-- EXERCISE REQUIREMENTS --
1. In the article on India's drug regulation, print everything from "SINGAPORE--One of the" down to "under its jurisdiction.".
2. Answer these questions from the article on India's drug regulation:
(a) How many people were on the panel that wrote in the Lancet?
(b) What name would the proposed bill give to the body replacing the Central Drugs Standard Control Organisation?
(c) At least how many changes to the proposed law did the panel propose?

START TEXT EXCERPT

Tear up the rules and start again, Lancet panel says to India on drug safety

SINGAPORE--One of the world's most prestigious medical journals called for India to abandon its current proposal to change the way it regulates drugs and come up with a new plan.

A four-person panel, including an Indian physician, wrote in the journal Lancet that the 2013 Indian Drugs and Cosmetics (Amendment) Bill as it stands "will not deliver rational, safe and effective regulation of drugs."

The analysis of the panel of health and legal experts proposed at least 9 changes in the proposed new law to help fix what they called "serious problems" in the current drug-regulating system. Earlier, India's Parliament rejected two major parts of the proposal that would have replaced the current regulatory body with a more powerful one with exported drugs under its jurisdiction.

Ironically, the same Parliament panel had sparked the bill with its own criticism of the Central Drugs Standard Control Organisation. The proposed bill would call its replacement the Central Drugs Authority.

END TEXT EXCERPT
START SOURCE INFORMATION

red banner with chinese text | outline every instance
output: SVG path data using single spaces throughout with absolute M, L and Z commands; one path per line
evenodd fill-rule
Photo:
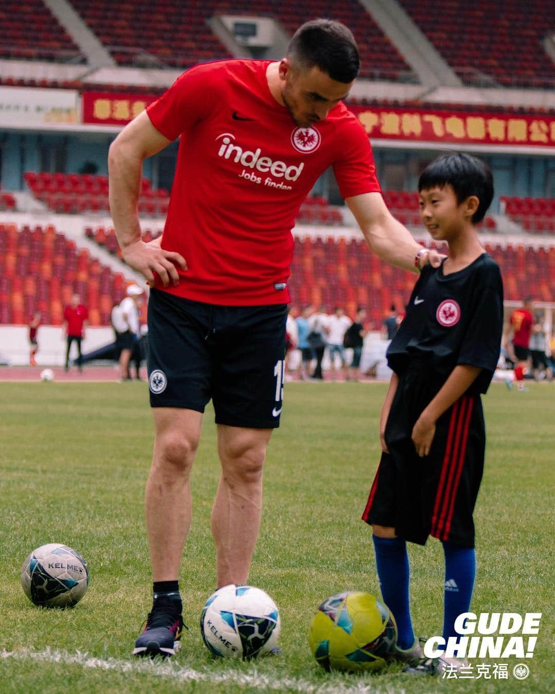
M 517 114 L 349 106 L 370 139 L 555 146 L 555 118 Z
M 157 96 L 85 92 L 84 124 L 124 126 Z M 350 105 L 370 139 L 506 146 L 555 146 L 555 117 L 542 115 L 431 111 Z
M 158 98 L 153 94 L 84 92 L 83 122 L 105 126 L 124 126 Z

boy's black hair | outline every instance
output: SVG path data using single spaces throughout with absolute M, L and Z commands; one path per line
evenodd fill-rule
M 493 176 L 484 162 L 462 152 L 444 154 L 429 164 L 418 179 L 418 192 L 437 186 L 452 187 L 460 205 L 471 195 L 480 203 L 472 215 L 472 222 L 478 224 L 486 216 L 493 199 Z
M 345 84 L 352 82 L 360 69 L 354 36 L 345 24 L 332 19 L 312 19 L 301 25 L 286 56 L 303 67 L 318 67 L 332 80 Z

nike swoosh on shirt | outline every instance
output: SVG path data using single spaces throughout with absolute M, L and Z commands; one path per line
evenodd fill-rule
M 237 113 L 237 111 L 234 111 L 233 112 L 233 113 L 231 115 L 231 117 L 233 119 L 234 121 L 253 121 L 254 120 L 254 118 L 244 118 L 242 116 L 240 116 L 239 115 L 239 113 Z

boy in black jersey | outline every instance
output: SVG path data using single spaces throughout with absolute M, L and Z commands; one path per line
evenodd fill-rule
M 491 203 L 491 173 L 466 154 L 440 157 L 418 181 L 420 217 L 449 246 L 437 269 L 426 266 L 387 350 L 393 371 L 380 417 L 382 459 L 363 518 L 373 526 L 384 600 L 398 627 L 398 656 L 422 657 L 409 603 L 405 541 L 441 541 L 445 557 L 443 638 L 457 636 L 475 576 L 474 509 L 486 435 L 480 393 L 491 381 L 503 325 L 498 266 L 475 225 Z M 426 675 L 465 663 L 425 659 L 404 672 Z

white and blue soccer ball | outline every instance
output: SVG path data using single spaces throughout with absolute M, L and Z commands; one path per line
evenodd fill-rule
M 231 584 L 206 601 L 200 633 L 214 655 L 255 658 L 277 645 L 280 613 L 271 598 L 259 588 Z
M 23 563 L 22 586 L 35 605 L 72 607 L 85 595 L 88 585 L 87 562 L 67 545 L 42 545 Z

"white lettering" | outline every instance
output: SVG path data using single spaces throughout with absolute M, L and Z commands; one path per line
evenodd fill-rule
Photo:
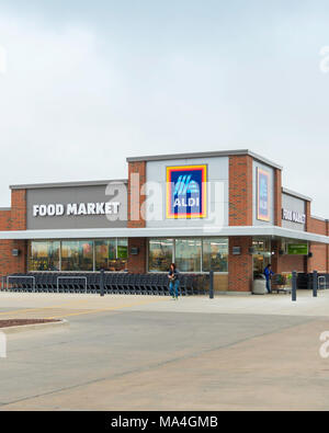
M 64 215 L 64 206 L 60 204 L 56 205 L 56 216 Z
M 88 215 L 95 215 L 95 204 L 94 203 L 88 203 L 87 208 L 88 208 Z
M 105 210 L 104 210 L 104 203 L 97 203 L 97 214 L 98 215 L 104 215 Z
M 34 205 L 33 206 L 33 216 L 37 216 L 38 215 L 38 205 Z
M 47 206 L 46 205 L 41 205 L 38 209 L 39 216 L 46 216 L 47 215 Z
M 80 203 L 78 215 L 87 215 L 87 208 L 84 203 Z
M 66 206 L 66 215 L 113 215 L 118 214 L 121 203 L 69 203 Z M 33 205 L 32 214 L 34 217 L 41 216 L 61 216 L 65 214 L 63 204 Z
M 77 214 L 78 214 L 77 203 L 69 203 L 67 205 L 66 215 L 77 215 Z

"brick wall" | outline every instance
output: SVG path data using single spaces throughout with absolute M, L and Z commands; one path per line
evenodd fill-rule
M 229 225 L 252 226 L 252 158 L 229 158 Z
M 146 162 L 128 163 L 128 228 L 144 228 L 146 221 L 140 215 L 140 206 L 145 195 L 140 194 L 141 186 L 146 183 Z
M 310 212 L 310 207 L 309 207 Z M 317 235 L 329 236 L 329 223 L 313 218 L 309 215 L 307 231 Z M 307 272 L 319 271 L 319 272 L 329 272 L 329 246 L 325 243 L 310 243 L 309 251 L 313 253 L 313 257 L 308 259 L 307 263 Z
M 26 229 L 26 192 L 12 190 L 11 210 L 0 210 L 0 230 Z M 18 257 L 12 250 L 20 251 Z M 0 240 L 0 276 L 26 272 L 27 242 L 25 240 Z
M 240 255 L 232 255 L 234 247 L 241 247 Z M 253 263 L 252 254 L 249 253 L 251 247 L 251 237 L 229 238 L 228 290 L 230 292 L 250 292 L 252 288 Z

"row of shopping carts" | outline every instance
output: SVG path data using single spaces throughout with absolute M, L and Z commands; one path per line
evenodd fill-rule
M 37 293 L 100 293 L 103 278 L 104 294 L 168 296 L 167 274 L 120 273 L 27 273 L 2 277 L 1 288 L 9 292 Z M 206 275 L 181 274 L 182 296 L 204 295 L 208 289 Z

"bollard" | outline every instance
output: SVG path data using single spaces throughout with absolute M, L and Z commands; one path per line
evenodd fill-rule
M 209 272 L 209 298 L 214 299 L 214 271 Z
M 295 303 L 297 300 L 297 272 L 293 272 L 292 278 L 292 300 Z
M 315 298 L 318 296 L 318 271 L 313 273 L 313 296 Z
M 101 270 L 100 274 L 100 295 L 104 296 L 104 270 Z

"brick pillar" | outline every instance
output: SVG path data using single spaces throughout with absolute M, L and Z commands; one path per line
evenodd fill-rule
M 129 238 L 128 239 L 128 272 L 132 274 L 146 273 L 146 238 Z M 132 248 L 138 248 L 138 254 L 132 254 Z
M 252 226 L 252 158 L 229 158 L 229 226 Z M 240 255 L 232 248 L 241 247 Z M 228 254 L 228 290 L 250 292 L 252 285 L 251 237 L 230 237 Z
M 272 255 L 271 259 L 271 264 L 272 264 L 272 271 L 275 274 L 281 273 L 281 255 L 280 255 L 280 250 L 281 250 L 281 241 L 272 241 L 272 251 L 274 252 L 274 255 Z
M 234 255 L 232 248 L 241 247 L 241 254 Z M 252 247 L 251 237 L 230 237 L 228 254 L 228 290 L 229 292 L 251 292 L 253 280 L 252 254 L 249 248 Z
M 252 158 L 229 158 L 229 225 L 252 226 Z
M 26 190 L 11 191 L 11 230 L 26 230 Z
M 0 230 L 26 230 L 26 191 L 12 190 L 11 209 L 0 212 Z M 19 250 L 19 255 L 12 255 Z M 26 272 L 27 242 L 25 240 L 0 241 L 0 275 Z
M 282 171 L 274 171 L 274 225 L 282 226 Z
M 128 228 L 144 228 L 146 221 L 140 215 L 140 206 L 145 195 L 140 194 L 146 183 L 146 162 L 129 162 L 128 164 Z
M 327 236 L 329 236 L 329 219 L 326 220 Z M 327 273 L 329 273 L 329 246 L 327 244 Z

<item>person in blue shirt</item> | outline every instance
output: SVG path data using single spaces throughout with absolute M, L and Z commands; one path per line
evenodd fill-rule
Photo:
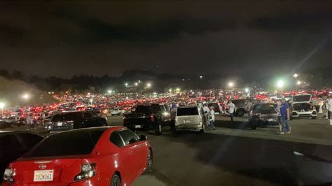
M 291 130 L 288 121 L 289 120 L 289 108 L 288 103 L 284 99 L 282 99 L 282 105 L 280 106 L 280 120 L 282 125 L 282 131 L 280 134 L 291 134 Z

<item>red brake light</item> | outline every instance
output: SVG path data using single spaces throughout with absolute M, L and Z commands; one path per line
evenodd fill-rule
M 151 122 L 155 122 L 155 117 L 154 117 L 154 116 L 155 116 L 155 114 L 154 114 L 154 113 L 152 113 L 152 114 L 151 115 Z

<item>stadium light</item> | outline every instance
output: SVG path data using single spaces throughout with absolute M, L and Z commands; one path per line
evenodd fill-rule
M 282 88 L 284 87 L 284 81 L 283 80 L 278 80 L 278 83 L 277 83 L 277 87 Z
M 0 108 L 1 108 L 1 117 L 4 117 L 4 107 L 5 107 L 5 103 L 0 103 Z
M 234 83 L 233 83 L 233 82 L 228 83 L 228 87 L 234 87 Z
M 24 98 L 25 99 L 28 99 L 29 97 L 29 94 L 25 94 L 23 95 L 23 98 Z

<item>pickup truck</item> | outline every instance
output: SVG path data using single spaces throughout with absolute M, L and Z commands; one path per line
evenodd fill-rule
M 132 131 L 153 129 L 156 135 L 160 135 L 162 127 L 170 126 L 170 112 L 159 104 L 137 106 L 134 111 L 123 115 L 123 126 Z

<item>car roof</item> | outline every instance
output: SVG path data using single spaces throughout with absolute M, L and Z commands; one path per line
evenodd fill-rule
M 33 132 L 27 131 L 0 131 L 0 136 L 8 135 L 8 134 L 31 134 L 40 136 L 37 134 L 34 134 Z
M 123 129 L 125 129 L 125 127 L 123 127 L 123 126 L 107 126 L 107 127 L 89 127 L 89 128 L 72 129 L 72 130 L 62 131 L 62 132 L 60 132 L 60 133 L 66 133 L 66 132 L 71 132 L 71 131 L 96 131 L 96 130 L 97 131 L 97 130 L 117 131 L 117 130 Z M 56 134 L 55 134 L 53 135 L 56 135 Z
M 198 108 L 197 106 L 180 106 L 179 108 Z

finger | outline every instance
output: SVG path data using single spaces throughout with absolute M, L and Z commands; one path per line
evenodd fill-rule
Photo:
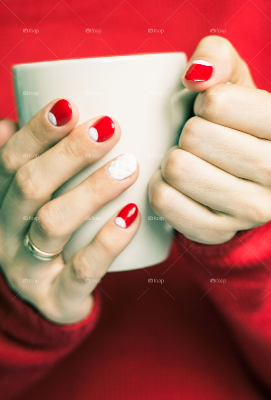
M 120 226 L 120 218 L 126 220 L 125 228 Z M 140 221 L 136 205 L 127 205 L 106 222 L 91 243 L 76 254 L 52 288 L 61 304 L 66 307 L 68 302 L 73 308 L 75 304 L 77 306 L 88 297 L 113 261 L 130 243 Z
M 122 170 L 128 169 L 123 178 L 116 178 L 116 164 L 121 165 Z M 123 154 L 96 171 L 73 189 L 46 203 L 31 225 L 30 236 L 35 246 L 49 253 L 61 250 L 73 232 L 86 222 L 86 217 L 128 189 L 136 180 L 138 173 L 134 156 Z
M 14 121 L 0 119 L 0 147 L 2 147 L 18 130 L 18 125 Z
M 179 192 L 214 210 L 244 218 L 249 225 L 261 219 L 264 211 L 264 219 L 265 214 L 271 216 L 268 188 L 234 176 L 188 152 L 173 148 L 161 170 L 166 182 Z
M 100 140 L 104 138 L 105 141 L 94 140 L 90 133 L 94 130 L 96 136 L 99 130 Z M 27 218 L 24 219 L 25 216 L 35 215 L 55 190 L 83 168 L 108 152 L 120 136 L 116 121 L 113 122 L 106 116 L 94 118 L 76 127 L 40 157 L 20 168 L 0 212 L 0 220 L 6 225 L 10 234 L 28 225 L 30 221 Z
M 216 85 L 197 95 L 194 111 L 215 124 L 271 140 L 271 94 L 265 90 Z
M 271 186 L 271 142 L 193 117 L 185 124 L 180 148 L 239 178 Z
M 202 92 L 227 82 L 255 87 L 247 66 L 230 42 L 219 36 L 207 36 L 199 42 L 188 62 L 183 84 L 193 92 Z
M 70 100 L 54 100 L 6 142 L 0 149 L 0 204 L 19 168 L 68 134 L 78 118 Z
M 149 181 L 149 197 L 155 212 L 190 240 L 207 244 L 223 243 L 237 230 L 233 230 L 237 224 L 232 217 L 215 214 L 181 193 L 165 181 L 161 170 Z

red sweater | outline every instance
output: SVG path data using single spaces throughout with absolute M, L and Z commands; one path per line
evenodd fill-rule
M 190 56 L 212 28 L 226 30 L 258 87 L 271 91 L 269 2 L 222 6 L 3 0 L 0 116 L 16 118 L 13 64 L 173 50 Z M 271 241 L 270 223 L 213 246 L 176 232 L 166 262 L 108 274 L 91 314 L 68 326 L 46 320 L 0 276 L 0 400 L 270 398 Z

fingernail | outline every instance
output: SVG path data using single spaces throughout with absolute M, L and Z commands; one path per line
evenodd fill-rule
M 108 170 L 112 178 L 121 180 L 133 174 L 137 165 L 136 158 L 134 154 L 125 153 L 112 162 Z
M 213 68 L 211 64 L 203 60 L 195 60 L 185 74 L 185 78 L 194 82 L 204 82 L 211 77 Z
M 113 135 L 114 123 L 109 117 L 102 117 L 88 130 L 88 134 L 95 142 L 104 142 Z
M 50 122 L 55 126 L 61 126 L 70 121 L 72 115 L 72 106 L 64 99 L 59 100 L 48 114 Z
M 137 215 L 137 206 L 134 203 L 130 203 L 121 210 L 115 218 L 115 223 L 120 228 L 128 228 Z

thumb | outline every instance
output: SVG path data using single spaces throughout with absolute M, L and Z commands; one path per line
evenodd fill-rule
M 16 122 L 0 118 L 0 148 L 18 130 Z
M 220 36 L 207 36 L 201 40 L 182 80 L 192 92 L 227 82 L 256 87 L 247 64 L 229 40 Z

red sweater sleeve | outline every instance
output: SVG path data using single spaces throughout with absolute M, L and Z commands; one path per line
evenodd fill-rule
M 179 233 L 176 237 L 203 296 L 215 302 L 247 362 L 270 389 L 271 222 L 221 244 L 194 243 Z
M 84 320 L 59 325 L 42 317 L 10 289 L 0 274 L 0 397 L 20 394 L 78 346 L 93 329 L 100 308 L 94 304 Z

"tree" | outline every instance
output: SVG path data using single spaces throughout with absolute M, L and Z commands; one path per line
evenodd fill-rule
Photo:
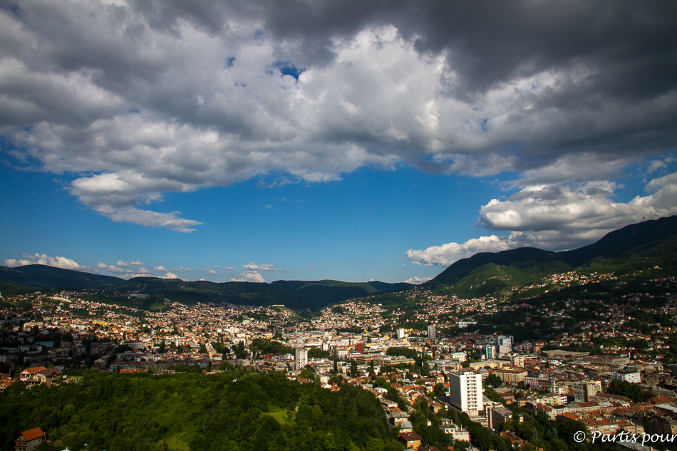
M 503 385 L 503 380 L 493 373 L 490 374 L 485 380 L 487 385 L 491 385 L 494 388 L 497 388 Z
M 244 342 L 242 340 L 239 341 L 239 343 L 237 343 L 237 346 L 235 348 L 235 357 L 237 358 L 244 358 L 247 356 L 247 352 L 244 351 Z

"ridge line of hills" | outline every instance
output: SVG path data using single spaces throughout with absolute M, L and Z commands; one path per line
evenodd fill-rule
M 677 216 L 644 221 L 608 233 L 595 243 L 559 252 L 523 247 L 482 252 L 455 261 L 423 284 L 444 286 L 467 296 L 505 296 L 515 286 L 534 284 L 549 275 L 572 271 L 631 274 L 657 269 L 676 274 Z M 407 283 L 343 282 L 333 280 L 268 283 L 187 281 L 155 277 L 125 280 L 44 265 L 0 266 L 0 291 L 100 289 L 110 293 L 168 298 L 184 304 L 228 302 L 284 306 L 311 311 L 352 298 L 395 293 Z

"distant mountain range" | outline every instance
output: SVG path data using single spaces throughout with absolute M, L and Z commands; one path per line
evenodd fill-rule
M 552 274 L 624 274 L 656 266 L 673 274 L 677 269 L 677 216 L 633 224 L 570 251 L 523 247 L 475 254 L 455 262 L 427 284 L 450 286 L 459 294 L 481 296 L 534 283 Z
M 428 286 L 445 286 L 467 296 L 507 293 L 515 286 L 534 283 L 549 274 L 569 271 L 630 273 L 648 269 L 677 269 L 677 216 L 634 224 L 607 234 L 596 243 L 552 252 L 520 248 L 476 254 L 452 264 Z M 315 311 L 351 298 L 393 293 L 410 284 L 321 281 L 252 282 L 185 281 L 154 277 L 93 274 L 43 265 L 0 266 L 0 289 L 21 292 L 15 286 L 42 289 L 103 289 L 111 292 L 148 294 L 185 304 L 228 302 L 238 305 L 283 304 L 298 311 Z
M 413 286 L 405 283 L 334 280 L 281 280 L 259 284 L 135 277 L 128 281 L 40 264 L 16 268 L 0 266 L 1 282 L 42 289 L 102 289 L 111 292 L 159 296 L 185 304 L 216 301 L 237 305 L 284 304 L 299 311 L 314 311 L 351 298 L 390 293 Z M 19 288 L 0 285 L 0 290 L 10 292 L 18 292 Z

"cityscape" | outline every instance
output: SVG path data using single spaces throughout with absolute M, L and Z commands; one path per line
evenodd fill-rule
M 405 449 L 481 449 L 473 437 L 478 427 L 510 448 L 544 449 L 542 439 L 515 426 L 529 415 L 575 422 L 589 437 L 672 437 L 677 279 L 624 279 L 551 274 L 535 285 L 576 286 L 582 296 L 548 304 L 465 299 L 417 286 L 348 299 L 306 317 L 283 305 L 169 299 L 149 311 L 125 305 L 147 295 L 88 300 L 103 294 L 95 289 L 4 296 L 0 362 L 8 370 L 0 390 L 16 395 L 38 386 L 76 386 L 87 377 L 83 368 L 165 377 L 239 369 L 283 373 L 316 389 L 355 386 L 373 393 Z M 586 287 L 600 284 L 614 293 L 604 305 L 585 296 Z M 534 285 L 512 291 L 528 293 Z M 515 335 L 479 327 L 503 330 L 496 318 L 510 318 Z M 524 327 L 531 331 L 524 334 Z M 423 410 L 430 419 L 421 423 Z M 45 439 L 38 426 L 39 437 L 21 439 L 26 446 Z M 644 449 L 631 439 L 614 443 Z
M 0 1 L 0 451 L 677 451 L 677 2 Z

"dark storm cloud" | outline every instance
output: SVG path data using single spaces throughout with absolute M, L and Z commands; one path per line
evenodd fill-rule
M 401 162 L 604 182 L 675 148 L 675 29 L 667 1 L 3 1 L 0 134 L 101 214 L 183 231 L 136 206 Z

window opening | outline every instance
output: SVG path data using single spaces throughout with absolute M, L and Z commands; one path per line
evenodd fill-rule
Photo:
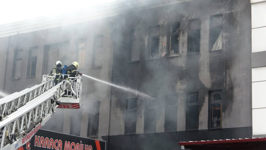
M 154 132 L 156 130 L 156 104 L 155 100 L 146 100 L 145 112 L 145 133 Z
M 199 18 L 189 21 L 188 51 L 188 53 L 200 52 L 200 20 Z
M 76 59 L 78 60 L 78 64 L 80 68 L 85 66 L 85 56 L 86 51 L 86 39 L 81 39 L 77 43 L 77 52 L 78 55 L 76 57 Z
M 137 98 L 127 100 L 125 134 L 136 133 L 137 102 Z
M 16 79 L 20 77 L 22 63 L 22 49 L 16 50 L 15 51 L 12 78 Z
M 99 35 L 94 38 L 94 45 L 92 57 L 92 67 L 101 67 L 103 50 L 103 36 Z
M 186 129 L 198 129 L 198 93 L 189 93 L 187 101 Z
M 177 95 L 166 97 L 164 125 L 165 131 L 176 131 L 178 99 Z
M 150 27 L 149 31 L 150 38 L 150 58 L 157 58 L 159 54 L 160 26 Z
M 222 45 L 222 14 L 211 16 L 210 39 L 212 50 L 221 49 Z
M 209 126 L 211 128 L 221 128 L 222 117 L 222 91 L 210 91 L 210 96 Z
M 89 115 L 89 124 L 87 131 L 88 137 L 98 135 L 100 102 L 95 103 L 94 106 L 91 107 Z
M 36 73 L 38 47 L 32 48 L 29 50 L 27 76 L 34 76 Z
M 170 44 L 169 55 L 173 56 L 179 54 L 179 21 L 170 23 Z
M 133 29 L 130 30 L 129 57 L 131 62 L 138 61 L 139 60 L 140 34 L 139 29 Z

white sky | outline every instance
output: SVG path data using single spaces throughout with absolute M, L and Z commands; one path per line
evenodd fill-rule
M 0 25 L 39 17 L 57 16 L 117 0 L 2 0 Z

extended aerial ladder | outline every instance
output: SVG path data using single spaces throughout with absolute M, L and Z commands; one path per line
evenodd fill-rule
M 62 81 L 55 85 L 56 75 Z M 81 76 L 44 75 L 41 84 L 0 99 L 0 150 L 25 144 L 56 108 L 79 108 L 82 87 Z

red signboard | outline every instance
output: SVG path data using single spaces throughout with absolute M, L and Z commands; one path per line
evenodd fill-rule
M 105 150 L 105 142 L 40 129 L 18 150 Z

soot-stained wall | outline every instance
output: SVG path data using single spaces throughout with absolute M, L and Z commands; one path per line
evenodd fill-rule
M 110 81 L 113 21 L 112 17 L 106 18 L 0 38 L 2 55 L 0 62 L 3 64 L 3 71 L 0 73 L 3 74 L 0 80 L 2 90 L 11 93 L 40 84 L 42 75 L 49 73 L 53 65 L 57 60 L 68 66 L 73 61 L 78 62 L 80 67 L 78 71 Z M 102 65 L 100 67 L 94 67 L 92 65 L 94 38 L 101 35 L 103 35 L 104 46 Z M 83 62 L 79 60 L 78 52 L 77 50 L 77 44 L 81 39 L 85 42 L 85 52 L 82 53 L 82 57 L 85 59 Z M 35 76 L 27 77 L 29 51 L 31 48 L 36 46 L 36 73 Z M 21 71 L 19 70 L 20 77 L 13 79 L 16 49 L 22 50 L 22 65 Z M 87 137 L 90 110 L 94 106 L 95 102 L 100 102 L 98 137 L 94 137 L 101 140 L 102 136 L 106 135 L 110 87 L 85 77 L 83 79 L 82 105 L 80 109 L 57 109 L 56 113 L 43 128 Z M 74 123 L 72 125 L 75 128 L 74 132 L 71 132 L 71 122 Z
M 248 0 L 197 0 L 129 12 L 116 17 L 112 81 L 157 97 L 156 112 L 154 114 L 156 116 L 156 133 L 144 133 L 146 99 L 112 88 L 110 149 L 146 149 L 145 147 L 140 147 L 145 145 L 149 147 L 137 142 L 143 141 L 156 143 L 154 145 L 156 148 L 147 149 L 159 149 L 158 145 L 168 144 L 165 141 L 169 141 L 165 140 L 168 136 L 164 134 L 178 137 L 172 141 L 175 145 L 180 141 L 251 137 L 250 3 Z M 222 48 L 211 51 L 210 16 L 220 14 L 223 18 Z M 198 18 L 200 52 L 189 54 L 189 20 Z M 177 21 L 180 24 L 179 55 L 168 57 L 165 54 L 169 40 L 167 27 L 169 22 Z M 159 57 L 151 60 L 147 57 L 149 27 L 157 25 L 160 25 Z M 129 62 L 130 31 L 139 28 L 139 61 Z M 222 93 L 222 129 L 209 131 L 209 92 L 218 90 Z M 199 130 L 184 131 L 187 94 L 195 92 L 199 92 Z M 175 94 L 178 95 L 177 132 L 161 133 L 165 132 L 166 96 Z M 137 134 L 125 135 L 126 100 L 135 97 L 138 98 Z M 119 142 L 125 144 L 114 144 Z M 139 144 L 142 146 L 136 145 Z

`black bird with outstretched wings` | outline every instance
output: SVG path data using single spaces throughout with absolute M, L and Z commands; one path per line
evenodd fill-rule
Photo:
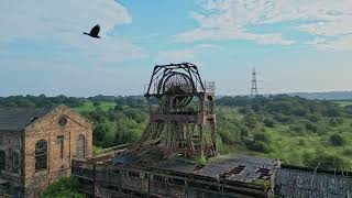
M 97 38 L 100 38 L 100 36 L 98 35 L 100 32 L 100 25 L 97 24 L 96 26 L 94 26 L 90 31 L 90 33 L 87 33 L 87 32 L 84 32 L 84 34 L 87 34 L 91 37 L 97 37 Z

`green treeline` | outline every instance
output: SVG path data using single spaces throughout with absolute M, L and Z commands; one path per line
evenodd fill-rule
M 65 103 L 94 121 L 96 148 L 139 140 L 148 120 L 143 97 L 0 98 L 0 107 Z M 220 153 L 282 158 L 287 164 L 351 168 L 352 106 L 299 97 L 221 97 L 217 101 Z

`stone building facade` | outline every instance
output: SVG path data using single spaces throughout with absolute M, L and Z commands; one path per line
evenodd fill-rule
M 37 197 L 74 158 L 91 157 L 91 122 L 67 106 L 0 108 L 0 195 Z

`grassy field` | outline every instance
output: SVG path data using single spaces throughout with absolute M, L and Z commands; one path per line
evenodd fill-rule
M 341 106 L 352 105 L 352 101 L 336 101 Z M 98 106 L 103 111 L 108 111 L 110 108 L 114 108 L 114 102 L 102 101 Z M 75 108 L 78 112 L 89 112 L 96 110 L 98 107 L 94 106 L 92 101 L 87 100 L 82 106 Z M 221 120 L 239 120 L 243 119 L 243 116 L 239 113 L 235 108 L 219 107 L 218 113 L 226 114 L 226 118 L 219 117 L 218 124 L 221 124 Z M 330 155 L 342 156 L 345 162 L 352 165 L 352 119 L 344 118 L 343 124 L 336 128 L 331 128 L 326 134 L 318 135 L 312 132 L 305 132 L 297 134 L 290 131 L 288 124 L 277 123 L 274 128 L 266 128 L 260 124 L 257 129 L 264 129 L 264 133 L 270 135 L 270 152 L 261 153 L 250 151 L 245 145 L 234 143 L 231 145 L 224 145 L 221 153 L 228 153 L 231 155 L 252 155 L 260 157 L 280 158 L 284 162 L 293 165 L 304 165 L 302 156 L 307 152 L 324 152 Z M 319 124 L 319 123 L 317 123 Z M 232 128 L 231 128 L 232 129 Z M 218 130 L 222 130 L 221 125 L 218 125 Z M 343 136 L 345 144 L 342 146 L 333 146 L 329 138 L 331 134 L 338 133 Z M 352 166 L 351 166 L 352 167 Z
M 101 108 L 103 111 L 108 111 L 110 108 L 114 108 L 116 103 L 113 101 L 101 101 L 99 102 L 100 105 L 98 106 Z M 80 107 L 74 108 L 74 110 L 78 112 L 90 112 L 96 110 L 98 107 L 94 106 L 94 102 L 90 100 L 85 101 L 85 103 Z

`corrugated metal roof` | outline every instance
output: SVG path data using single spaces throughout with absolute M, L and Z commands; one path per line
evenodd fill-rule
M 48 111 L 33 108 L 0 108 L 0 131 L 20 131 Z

END SOURCE INFORMATION

-- ANSWER SET --
1.
SINGAPORE--One of the world's most prestigious medical journals called for India to abandon its current proposal to change the way it regulates drugs and come up with a new plan.

A four-person panel, including an Indian physician, wrote in the journal Lancet that the 2013 Indian Drugs and Cosmetics (Amendment) Bill as it stands "will not deliver rational, safe and effective regulation of drugs."

The analysis of the panel of health and legal experts proposed at least 9 changes in the proposed new law to help fix what they called "serious problems" in the current drug-regulating system. Earlier, India's Parliament rejected two major parts of the proposal that would have replaced the current regulatory body with a more powerful one with exported drugs under its jurisdiction.

2.
(a) Four
(b) The Central Drugs Authority
(c) 9